-- start of Provided material --
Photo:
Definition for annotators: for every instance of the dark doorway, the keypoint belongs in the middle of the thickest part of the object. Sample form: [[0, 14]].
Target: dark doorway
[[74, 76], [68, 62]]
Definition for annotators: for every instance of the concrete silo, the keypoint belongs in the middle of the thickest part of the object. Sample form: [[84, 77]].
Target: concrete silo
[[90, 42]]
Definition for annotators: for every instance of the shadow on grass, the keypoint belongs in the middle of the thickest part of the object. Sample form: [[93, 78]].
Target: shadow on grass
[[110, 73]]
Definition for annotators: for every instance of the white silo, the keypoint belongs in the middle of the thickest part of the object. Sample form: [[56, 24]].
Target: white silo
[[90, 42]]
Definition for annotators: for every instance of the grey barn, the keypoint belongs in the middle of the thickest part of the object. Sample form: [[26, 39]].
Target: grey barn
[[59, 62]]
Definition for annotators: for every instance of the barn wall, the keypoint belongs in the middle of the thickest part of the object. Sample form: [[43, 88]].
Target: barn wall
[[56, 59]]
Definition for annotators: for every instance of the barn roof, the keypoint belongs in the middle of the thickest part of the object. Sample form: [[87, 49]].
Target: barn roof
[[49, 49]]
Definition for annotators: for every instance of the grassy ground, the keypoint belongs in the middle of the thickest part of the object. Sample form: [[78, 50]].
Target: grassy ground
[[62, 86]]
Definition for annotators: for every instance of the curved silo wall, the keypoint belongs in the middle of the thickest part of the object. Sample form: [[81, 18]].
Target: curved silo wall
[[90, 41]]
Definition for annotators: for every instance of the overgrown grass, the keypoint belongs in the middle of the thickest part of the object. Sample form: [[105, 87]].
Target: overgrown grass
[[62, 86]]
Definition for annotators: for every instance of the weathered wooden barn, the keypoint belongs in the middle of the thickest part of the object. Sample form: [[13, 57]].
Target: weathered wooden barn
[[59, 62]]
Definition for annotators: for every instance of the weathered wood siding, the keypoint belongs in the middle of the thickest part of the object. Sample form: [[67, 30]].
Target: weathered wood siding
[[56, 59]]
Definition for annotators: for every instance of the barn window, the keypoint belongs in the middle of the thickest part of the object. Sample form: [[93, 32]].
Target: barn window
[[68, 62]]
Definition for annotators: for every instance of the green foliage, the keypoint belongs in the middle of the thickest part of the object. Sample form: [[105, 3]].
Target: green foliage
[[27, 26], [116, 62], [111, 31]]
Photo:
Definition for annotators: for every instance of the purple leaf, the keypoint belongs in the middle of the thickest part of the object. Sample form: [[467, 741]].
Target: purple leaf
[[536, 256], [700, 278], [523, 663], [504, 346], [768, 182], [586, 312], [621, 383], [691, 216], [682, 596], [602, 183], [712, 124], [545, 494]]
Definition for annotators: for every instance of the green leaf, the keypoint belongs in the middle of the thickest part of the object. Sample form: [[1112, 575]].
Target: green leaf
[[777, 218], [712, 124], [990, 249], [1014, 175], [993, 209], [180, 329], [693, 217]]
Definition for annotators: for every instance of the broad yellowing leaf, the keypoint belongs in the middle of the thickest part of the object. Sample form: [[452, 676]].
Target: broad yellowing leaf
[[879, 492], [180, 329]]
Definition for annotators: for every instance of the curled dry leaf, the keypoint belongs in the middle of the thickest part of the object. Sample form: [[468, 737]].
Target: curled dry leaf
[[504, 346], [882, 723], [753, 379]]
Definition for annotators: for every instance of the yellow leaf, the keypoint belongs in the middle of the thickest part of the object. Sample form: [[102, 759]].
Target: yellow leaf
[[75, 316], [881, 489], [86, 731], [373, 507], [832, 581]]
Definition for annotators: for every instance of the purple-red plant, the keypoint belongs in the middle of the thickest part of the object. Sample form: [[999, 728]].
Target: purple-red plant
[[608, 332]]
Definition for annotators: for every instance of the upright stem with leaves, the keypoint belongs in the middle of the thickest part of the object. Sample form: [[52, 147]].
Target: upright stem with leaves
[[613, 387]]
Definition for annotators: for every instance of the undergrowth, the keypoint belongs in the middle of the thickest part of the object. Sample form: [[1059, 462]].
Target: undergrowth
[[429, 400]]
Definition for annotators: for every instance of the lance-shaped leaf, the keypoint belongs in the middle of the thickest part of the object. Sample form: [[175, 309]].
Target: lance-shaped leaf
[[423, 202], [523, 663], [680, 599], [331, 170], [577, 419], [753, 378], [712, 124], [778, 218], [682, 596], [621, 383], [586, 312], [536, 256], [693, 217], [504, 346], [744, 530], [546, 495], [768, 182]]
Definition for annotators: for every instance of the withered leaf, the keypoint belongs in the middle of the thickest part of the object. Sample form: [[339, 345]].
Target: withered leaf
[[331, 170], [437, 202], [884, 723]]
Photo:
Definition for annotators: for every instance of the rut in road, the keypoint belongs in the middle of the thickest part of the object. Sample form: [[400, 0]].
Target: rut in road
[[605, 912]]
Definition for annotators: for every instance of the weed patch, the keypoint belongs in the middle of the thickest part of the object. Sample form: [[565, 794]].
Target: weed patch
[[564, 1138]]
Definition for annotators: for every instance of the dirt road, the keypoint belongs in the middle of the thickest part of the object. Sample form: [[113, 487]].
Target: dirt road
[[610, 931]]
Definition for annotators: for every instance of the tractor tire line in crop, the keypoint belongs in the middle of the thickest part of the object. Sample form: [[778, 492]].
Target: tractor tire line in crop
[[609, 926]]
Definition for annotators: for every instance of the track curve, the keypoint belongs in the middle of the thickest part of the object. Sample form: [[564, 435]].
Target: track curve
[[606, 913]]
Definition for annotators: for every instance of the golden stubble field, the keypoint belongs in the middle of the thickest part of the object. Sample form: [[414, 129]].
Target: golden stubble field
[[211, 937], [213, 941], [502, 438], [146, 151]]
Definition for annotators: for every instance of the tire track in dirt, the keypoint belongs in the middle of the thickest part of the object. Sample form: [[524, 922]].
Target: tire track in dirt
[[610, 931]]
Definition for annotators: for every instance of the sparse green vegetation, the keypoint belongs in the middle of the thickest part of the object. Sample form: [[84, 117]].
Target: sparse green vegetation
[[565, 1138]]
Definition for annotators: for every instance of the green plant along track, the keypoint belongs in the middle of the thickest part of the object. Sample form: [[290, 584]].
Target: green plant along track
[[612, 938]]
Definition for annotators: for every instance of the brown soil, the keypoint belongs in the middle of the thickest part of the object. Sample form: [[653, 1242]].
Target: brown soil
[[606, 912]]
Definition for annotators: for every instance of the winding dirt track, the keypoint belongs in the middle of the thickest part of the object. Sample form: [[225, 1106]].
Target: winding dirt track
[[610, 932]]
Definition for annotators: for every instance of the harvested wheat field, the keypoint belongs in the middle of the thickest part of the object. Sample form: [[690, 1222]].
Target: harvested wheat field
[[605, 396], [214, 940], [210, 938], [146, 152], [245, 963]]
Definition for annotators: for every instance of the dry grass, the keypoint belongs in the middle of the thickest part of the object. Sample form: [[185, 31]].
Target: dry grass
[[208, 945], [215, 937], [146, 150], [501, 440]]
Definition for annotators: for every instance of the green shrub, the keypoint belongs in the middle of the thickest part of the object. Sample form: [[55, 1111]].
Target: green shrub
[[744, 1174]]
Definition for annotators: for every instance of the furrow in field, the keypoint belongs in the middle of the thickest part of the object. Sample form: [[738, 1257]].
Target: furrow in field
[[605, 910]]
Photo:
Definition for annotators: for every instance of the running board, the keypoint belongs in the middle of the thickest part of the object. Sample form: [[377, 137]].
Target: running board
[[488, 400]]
-- end of Provided material --
• [What the task requires]: Repeat all of the rows above verbatim, with nothing added, dropped, or changed.

• [Output below]:
Photo:
Definition for annotators: for every instance of the dark doorway, the keypoint belongs in the middle of the thickest part of the object. Sample form: [[0, 14]].
Target: dark doorway
[[74, 76], [68, 62]]
Definition for annotators: for every instance of the concrete silo, the keypoint belongs in the middle of the thickest part of the object. Sample form: [[84, 77]].
Target: concrete silo
[[90, 42]]
Definition for annotators: for every instance of the shadow on grass, the keypoint belongs in the middle of the thickest part of the object. Sample form: [[93, 78]].
Target: shadow on grass
[[110, 73]]
Definition for annotators: for every instance of the white silo, the keypoint belongs in the middle of the thickest part of the object. Sample form: [[56, 24]].
Target: white silo
[[90, 42]]
Definition for annotators: for every instance of the grey barn, the keypoint belongs in the middle of the thickest part of the object. Sample form: [[26, 39]].
Target: grey barn
[[59, 62]]
Definition for annotators: for every instance of the barn wall, the keypoint belongs in the middle of the thickest part of the object. Sample form: [[43, 88]].
Target: barn wall
[[56, 59]]
Definition for annotators: for every instance of the barn roof, the keypoint belongs in the middle of the thickest part of the object. Sample form: [[87, 49]].
Target: barn roof
[[49, 49]]
Definition for annotators: for every instance of the grassy ground, the keypoint belongs in the middle of the thickest part of the object. Sample form: [[78, 50]].
Target: grassy ground
[[62, 86]]
Definition for annotators: for every instance of the curved silo wall, the keypoint belongs in the middle of the thickest part of the object. Sample form: [[81, 18]].
Target: curved silo wall
[[90, 41]]
Definition for annotators: for every instance of the overgrown grass, the keypoint belongs in the middle of the thickest part of the object. Sample form: [[105, 87]].
Target: overgrown grass
[[62, 86]]
Definition for annotators: for every instance of the weathered wooden barn, the keypoint belongs in the middle of the thickest part of the object. Sample form: [[13, 57]].
Target: weathered wooden barn
[[59, 62]]
Definition for annotators: for every instance of the weathered wood siding, the keypoint belongs in the middle of the thickest part of the object. Sample form: [[67, 30]].
Target: weathered wood siding
[[56, 59]]
Definition for annotators: for every instance of the barn window, the keypoint belongs in the middle of the thickest part of the object. Sample form: [[93, 32]].
Target: barn window
[[68, 62]]
Definition for annotators: for every instance of the green foliage, the keypoint belongs in the middle of the thickest part of the object. Sample form: [[105, 3]].
Target: green foliage
[[27, 26], [116, 62], [111, 31]]
Photo:
Definition for annotators: for every instance of the purple leaf, the keypoint belongs in the middle of the thickest part of the object. Sample form: [[467, 741]].
Target: purple leaf
[[536, 256], [700, 278], [523, 663], [504, 346], [768, 182], [586, 312], [621, 383], [691, 216], [682, 596], [602, 183], [712, 124], [545, 494]]
Definition for annotators: for every instance of the green leaf, the keypoint belongs in the middle of the thickest part of the object. Sample form: [[1112, 575]].
Target: green leaf
[[777, 218], [712, 124], [990, 249], [1014, 175], [993, 209], [180, 329], [693, 217]]
Definition for annotators: for every instance of the broad yellowing leaf, the keypoint belongs in the middle of the thickest part of the object. Sample form: [[452, 676]].
Target: broad yellowing leaf
[[879, 492], [180, 329]]
Definition for annotators: for every instance of the curled dry leaf, the keypoint belongs in the middle of the thickest part of the object. Sample form: [[468, 737]].
Target: curled dry leaf
[[504, 346], [882, 723], [753, 379]]
Definition for annotators: for every instance of the yellow leaf, the keypoint belongs in the middle of the thickest part of the object. Sample form: [[102, 759]].
Target: yellow leaf
[[75, 316], [881, 489], [86, 731], [373, 507], [832, 581]]
Definition for annotators: for every instance of the purple-red plant, the keypoint belongs in the middle of the thickest part of the object. Sample form: [[999, 728]].
Target: purple-red plant
[[608, 332]]
Definition for annotators: for every instance of the upright stem with leaves, the keypoint belongs in the middle of the thickest part of the object. Sample form: [[52, 147]].
Target: upright stem with leaves
[[613, 387]]
Definition for annotators: for every instance of the undergrowth, the keypoint belongs in the middle of the thickest part of the object. Sample form: [[1059, 462]].
Target: undergrowth
[[429, 400]]
Definition for annotators: for every instance of the lance-shaped leaf, the keypoint belongs in the middle of the thickest part of the object. Sample form: [[175, 309]].
Target: lance-shaped leaf
[[423, 202], [523, 663], [680, 599], [331, 170], [577, 419], [753, 378], [712, 124], [778, 218], [682, 596], [621, 383], [586, 312], [536, 256], [693, 217], [504, 346], [744, 530], [546, 495], [768, 182]]
Definition for annotators: for every instance of the withered leaf, the keypoint belongs in the middle of the thickest part of the object. Sample form: [[339, 345]].
Target: withered leaf
[[331, 170], [437, 202], [884, 723]]
Photo:
Definition for annotators: for every instance of the rut in road, the keypoint belongs in the middle of the thickest part of the object. Sample form: [[400, 0]].
Target: rut in road
[[605, 912]]
Definition for annotators: for every instance of the weed patch, the keypoint belongs in the middle of the thickest part of the object. Sample form: [[565, 794]].
Target: weed patch
[[564, 1138]]
Definition for annotators: for every instance of the dirt road, the keypoint belongs in the middle of the thickest part of the object. Sample form: [[113, 487]].
Target: dirt road
[[610, 931]]
Definition for annotators: for every instance of the tractor tire line in crop, the keypoint belongs in the middle of the thickest part of the object. Sample form: [[778, 492]].
Target: tractor tire line in crop
[[609, 926]]
Definition for annotators: for every instance of the track curve, the keypoint belongs in the middle of the thickest part of the object. Sample form: [[564, 435]].
Target: track curve
[[606, 913]]
Definition for annotators: for every instance of the golden stubble field, the keypoint belongs in the middle of the thickest part of the object. Sample form: [[414, 129]].
Target: golden stubble field
[[211, 937], [213, 941], [502, 438], [146, 151]]
Definition for annotators: for every instance of the tire track in dirt, the keypoint belongs in the middle of the thickest part of the object. Sample form: [[524, 922]].
Target: tire track in dirt
[[610, 931]]
Definition for annotators: for every instance of the sparse green vegetation, the keypoint belongs in the middle of the thickest part of the object. Sample form: [[84, 117]].
Target: sparse green vegetation
[[565, 1138]]
Definition for annotators: for every instance of the green plant along track, the keypoint belongs in the middle of the thickest part of the object. Sample form: [[290, 584]].
Target: green plant along track
[[612, 938]]
Definition for annotators: for every instance of the brown soil, the keypoint belongs in the middle of the thickest part of the object. Sample form: [[653, 1242]].
Target: brown soil
[[606, 912]]
Definition for annotators: for every instance of the winding dirt track, the keypoint belongs in the middle of the thickest part of the object. Sample form: [[225, 1106]].
Target: winding dirt track
[[610, 932]]
Definition for annotators: for every instance of the harvested wheat field, the keypoint belongs in the middle of the thickest part of the object. Sample form: [[690, 1222]].
Target: harvested wheat field
[[605, 396], [214, 940], [210, 938], [146, 152], [245, 963]]
Definition for annotators: for every instance of the dry grass, the keypoint belongs in the middle of the thickest part of the object. Sample form: [[185, 31]].
Target: dry grass
[[208, 945], [215, 937], [146, 150], [501, 440]]
Definition for annotators: for every instance of the green shrub, the keypoint belongs in the middle of the thickest part of the object. Sample form: [[55, 1111]].
Target: green shrub
[[744, 1174]]
Definition for annotators: for every instance of the furrow in field, the keypoint belongs in the middle of the thickest part of the object. Sample form: [[738, 1257]].
Target: furrow in field
[[605, 910]]
Photo:
Definition for annotators: for every instance of the running board, the keypoint belongs in the middle of the thickest part of the object. Sample form: [[377, 137]].
Target: running board
[[488, 400]]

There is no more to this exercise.